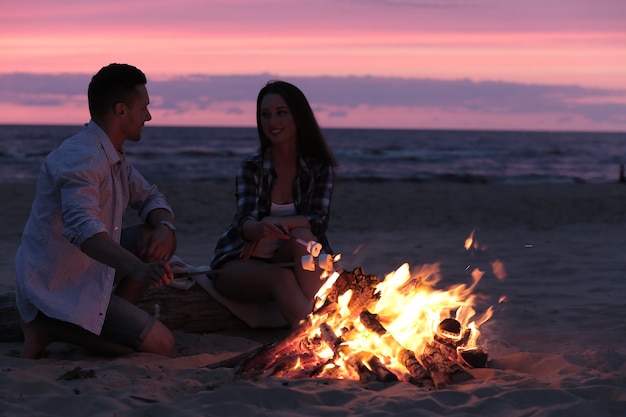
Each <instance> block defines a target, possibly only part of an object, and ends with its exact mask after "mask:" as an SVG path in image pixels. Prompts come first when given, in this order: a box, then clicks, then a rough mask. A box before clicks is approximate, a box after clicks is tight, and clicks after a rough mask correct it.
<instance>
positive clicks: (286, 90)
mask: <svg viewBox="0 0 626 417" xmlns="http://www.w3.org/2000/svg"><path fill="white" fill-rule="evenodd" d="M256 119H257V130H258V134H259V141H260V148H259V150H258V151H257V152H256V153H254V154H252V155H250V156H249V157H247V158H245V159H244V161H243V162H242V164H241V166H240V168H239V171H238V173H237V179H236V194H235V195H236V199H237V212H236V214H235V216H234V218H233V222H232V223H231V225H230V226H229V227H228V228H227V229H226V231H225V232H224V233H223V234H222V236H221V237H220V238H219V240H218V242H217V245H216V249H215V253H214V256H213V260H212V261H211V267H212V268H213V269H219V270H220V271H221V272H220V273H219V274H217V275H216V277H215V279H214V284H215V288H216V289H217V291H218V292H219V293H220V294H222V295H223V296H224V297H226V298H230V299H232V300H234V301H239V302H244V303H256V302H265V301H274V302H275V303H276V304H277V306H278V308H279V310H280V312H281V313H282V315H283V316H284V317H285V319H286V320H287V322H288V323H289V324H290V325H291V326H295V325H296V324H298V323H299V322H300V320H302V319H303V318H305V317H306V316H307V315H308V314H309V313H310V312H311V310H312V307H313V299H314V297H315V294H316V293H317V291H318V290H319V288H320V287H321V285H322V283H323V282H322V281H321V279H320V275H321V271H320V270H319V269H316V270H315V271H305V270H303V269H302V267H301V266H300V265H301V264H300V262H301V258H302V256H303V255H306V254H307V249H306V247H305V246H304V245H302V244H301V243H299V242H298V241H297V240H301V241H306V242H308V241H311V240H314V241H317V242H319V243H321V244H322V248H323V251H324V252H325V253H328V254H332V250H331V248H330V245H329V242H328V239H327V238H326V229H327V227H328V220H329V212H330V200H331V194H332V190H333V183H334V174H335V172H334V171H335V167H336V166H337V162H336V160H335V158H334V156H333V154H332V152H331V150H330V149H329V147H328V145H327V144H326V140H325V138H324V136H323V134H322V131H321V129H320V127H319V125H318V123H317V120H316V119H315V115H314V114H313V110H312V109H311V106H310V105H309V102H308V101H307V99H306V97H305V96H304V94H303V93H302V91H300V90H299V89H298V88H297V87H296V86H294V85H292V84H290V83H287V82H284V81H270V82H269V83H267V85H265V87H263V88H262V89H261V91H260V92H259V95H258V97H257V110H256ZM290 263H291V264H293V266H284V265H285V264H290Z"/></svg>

--

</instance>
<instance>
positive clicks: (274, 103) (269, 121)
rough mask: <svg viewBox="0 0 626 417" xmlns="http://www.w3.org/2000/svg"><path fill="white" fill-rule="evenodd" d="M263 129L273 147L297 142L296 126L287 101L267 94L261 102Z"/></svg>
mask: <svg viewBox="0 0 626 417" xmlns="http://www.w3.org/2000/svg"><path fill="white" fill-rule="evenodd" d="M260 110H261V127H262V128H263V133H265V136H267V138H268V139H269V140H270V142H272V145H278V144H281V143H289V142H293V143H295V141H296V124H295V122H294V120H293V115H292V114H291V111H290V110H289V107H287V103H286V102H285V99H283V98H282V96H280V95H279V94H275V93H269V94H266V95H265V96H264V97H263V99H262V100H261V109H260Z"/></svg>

==

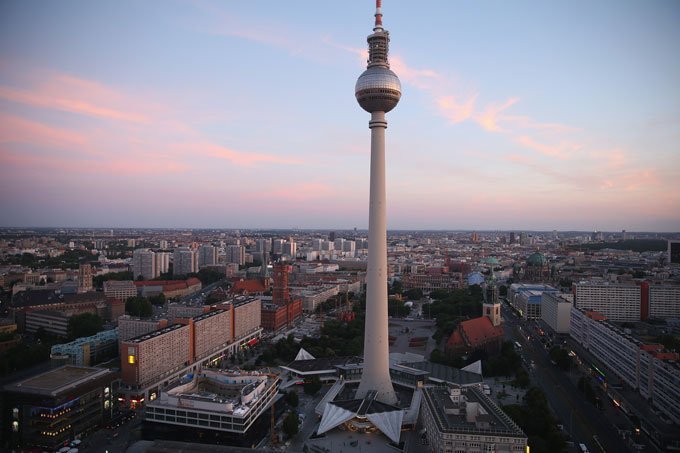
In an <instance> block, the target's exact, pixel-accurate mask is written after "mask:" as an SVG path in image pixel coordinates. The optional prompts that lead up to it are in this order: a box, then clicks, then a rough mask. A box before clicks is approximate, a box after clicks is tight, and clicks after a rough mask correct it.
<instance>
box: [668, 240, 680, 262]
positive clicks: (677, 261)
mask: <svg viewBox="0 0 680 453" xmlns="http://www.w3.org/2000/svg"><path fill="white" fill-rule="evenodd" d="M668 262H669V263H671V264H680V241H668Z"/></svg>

### Prompt:
In how many lines of the material does the string "exact" appear? Reply with the number only.

### Answer section:
2